What needs to be done ::
The listing below should be copied in full, word for word.
══ Records supplied
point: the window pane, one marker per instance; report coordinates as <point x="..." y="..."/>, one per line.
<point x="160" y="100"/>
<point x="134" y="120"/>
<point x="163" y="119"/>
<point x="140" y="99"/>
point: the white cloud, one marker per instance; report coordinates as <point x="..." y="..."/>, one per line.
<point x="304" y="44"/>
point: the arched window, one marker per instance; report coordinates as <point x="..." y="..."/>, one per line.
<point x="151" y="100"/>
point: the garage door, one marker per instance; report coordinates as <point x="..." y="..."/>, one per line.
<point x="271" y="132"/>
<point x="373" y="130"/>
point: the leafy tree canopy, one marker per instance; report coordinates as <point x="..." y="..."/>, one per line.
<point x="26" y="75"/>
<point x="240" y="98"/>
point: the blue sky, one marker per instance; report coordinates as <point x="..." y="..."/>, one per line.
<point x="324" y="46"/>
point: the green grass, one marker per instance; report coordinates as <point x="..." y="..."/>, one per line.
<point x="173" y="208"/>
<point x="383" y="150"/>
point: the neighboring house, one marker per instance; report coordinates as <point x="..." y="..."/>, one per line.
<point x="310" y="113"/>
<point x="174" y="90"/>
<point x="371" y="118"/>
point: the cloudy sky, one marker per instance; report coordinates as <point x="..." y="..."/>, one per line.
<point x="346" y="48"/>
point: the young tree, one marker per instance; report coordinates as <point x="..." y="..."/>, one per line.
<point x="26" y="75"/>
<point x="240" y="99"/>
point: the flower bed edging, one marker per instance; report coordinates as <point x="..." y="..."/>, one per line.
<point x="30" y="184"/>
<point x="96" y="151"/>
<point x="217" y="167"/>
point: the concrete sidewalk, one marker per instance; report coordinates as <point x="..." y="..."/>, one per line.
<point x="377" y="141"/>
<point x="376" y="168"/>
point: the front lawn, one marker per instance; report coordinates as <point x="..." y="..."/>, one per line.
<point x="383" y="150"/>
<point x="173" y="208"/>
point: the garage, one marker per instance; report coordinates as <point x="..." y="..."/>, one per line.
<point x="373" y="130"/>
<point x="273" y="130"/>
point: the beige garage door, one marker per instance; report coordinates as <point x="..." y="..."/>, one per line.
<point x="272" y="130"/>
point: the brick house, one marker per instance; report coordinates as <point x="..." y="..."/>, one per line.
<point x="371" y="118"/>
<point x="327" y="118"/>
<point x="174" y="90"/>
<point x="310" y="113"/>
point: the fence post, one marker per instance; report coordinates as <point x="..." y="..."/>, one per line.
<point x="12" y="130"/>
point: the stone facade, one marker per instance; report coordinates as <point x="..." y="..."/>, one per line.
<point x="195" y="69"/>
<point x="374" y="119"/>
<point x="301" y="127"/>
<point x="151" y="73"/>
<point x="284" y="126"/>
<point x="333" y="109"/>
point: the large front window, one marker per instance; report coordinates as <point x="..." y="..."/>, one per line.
════
The solution ::
point: the window pane, one marker per instance; report coordinates as <point x="..." y="..."/>, one per line.
<point x="160" y="100"/>
<point x="134" y="120"/>
<point x="163" y="119"/>
<point x="140" y="99"/>
point: the white cloud, one marker per instance; report coordinates as <point x="..." y="..."/>, one per line.
<point x="304" y="44"/>
point: the arched window, one marker per instance; report coordinates as <point x="..." y="..."/>, one per line.
<point x="151" y="100"/>
point: the garage door, one marker per instance; report coordinates as <point x="..." y="..."/>, one per line.
<point x="271" y="132"/>
<point x="373" y="130"/>
point: the leafy tree canopy, one marker per instance; report coordinates as <point x="..." y="..."/>, one per line.
<point x="26" y="75"/>
<point x="240" y="98"/>
point: the blue sky, one marker per instance; report coordinates as <point x="..." y="..."/>, one per line.
<point x="324" y="46"/>
point: the green grass, one marker per instance; report coordinates as <point x="..." y="..."/>, one per line.
<point x="173" y="208"/>
<point x="383" y="150"/>
point: the neighboring house, one marker per instance; report coordinates as <point x="..." y="..."/>, one per line.
<point x="310" y="113"/>
<point x="174" y="90"/>
<point x="371" y="118"/>
point: the cloudy sky, one marker per instance; report coordinates as <point x="..." y="..."/>, one per line.
<point x="346" y="48"/>
point: the young tree, one marker per instance; report coordinates as <point x="..." y="..."/>, one per line.
<point x="26" y="75"/>
<point x="240" y="99"/>
point: the flower bed edging, one marker per instance; report coordinates as <point x="..." y="..."/>, one per line.
<point x="30" y="184"/>
<point x="96" y="151"/>
<point x="217" y="167"/>
point: the concrete sidewalk, one marker per instance; report coordinates as <point x="..." y="..."/>, one per line.
<point x="377" y="141"/>
<point x="376" y="168"/>
point: the front lawn, one marker per instance; report coordinates as <point x="..." y="..."/>, one per line.
<point x="383" y="150"/>
<point x="173" y="208"/>
point: the garage, one marker per instance; report coordinates as <point x="..." y="..."/>, one per line.
<point x="373" y="130"/>
<point x="273" y="130"/>
point: the beige garage door, one marker per instance; report coordinates as <point x="..." y="..."/>, one per line.
<point x="272" y="130"/>
point: the brick house, one marker per instance; report coordinates as <point x="..." y="..."/>, one per line.
<point x="371" y="118"/>
<point x="327" y="118"/>
<point x="174" y="90"/>
<point x="310" y="113"/>
point: the fence post, one marker per instance; report coordinates as <point x="..." y="..."/>, one per line.
<point x="12" y="130"/>
point: the stone facade, one marker per instance; report coordinates as <point x="..." y="..."/>, one per line.
<point x="195" y="69"/>
<point x="374" y="119"/>
<point x="301" y="127"/>
<point x="151" y="73"/>
<point x="284" y="126"/>
<point x="333" y="109"/>
point: the large front window, one marker per instance; report coordinates as <point x="..." y="..."/>, one per line.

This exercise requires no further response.